[[ DATA TO PROCESS open ]]
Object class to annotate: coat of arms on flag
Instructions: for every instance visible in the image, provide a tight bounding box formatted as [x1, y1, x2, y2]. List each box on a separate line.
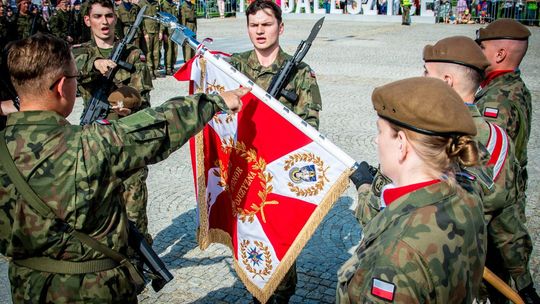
[175, 53, 352, 303]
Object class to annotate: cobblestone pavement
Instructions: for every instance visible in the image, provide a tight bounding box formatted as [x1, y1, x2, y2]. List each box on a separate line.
[1, 16, 539, 304]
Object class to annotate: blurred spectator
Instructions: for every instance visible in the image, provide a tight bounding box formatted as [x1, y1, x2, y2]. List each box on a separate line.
[459, 8, 475, 22]
[217, 0, 224, 18]
[457, 0, 467, 21]
[440, 0, 451, 22]
[49, 0, 73, 43]
[525, 0, 537, 24]
[478, 0, 488, 22]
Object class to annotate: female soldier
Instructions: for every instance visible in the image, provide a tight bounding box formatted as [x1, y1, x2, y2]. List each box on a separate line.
[337, 77, 486, 303]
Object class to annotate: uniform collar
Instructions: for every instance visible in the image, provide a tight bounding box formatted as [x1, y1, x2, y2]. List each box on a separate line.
[6, 111, 70, 127]
[246, 48, 289, 73]
[466, 103, 482, 117]
[360, 180, 454, 248]
[479, 69, 517, 89]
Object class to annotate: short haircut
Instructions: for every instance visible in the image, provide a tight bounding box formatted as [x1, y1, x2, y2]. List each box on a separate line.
[7, 33, 72, 95]
[246, 0, 282, 24]
[86, 0, 114, 15]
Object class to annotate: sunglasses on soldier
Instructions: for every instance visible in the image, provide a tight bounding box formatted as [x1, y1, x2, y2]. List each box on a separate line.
[[ DATA TO PROCESS closed ]]
TASK BRIEF:
Find every line in the records that has the string "annotate", then state how many there are and nothing else.

TASK OUTPUT:
7